[Extracted data entries]
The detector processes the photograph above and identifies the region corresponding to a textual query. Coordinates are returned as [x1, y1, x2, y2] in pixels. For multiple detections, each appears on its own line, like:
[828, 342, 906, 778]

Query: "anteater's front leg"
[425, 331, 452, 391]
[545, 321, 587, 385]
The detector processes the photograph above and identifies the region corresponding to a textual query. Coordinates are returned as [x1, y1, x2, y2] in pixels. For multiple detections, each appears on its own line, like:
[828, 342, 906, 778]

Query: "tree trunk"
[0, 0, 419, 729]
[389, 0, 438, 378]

### Given problem:
Rewrite every line of the records above as a numbered list, one line per item, and leave out the blank lines.

### Output for this task:
1. The detector processes the photograph above and identifies the region corresponding to a textual query. Coordinates are returned as [x1, y1, x2, y2] in pixels. For multiple detections, each appears on its own line, like:
2. [828, 342, 906, 778]
3. Query: "anteater's front leg"
4. [425, 331, 452, 391]
5. [545, 321, 587, 385]
6. The detector processes the photograph above and identifies the region corresponding to a textual query. Coordinates are returned as [x1, y1, x2, y2] in pixels. For multiple detections, each appears on its own line, like:
7. [828, 342, 906, 778]
8. Query: "tree trunk"
9. [0, 0, 419, 729]
10. [389, 0, 438, 378]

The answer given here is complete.